[BEGIN Records for this task]

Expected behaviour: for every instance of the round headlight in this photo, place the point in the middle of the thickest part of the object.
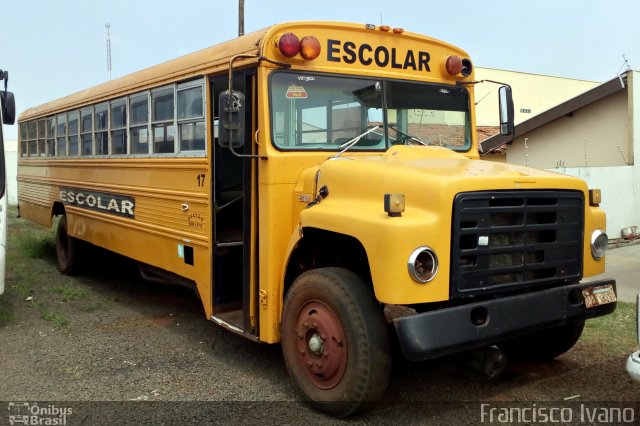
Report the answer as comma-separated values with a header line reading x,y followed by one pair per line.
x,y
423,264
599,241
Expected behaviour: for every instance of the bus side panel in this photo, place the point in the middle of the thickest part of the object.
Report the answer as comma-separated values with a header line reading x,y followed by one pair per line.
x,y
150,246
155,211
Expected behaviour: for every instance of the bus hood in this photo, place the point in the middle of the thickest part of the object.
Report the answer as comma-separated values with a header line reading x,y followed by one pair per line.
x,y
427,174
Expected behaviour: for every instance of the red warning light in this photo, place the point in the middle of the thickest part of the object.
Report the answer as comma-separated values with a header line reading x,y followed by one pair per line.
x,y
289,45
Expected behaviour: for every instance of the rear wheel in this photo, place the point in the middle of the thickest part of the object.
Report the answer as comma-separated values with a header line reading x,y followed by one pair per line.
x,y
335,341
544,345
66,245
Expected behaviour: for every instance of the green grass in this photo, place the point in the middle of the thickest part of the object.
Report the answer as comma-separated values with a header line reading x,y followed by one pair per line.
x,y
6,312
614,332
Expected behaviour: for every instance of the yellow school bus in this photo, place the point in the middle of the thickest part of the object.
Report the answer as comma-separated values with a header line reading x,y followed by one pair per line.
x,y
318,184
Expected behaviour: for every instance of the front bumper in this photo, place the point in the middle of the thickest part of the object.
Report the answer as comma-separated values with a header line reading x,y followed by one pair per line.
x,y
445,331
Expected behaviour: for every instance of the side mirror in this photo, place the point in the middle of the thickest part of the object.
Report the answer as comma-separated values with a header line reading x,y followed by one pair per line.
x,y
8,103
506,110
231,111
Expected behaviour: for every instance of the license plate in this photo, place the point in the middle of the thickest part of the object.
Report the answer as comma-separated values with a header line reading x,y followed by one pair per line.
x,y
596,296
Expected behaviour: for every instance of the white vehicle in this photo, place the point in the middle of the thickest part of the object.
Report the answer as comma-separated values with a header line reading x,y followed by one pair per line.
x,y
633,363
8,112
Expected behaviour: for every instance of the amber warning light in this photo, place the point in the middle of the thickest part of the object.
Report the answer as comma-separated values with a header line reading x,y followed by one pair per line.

[END Records for this task]

• Short problem
Reproduce all of the lines above word for word, omitting the pictures from your answer.

• Reply to the exercise
Expected behaviour: for every instance of the round headlight in this photo, place the point in the middle of the thickest part of the object.
Report the answer as comma-separated values with a header line reading x,y followed by one pair per line.
x,y
423,264
599,241
Expected behaviour: for every instance of the bus side panel in this photo, place the point in the middle of the thickest part of the object.
Report the answer as comma-separated values with a header line reading x,y followed by one pair per line.
x,y
150,246
155,211
Expected behaviour: for every instance of the bus hood in this photo, place the point in the middle of the thickest part of the object.
Report the answer as comma-separated values with a header line reading x,y followed by one pair per line.
x,y
427,174
Expected behaviour: for every instance of the red warning light in this photo, place the point in the middle of the thickest part of the object.
Report the answer as comma-separated values with a header line reading x,y followed by one pair per line.
x,y
289,45
Expected behaviour: for every instance of the rear wheel in this photo, place the point in the middle of the thickest part of the object.
Report the answer as comma-separated values with a header line reading x,y followed by one pair per line.
x,y
335,341
544,345
66,245
Expected behaviour: for every instance of the green grass in this photo, place the point in the middle of the thickest part of the object.
Report the answer as comma-separated values with a header line reading x,y followed by one pair per line.
x,y
6,312
614,332
Expected behaviour: for every instance of the yellow school bus in this photo, place the point in the middle of the thickest part of the object.
Report the answer as comma-separated values with a header line reading x,y followed by one pair per line.
x,y
318,184
Expected behaviour: for every instance of the front bumper in this photo, place the point in the middle of the thickest part of the object.
Report the answer as comma-separated values with a header line reading x,y followed by one pair per line.
x,y
445,331
Expected behaviour: for every instance of the side mirror in this photo, place the point in the middle of the thickest part of the object.
Report the answer as comma-separated values with a header line reading x,y followed by one pair per line.
x,y
8,103
506,110
231,111
Expected behaviour: for every instance of the license plate in this photo, place the point in the middle of the thickest part of the object.
Report the answer as comma-separated values with a header line reading x,y followed by one pair per line.
x,y
596,296
Expected behaviour: for every instance of the white vehicle in this photo, place the point in the middle of the thickest part of the object.
Report the answer as comma-separated values with a header line reading x,y followed by one pair per line.
x,y
633,363
8,112
Expected behaviour: for every instance of the amber warning light in this photo, place the point in the middle of the thickest part of the object.
Report the answer as comma-separated values with a header line reading x,y followed by one pair per line.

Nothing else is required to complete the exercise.